SUPPLIED PASSAGE:
══════
Changing Palestinian Minds

There are three ways of responding to conflict: conversation, negotiation and force. Force tends, at the end of the day, to be the basis of war, while the other two - modes of dialogue - are constitutive of politics. But where the politics of negotiation aims to resolve conflict through trade-offs and concessions, conversation aims for genuine understanding, for learning and progressively transforming positions so that they can be integrated or reconciled rather than compromised.
Only in a conversation, then, does one try to "convince" someone to change; in a negotiation, by contrast, one puts pressure on the other and so, as with a less restricted use of force, one may be described as aiming to "persuade" them to change instead. That is why only conversation can be considered the basis of a politics that is concerned with truth, with the "common good."
Since the establishment of the modern state of Israel, we Zionists have either fought wars with the Arabs or attempted to negotiate with them, but we have never really tried to convince them to recognize Israel's legitimacy. Recognition requires conversation because recognition, as both the Hebrew and Arabic words for it make clear, is about knowledge (the Hebrew hakarah is a synonym for "conscious of," and the Arabic i´tiraf has as its root ma´rifah, which means "knowledge"), and knowledge is just not something that can be offered or taken away as part of some bargaining session.
Recognizing the legitimacy of the other, moreover, is a prerequisite to negotiation, for one will only negotiate in good faith if one believes that the other is, though an adversary, nevertheless still a legitimate one. So conversation must come before negotiation, not least in this case because many Palestinians are devout Muslims and so cannot allow themselves to compromise on what they believe to be the word of God.
══════
DATASET SECTION:
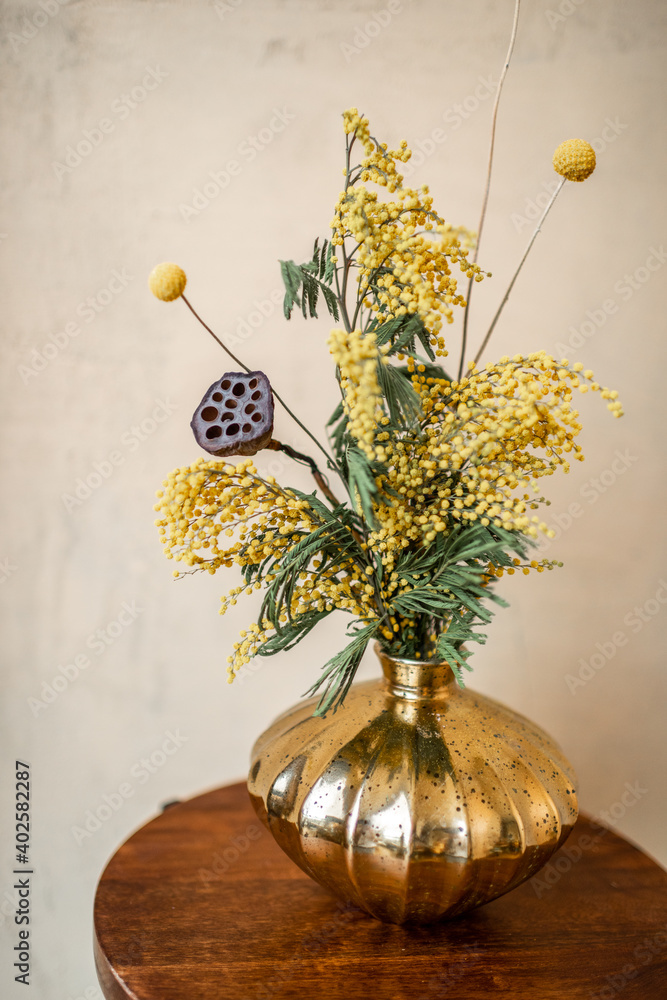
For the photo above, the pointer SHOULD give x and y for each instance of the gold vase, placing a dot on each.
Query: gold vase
(417, 800)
══════
GIVEN PROBLEM: Print the section of the essay on changing Palestinian minds that falls between "Since the establishment" and "some bargaining session.", inclusive, copying it word for word.

OUTPUT OF THE TASK:
Since the establishment of the modern state of Israel, we Zionists have either fought wars with the Arabs or attempted to negotiate with them, but we have never really tried to convince them to recognize Israel's legitimacy. Recognition requires conversation because recognition, as both the Hebrew and Arabic words for it make clear, is about knowledge (the Hebrew hakarah is a synonym for "conscious of," and the Arabic i´tiraf has as its root ma´rifah, which means "knowledge"), and knowledge is just not something that can be offered or taken away as part of some bargaining session.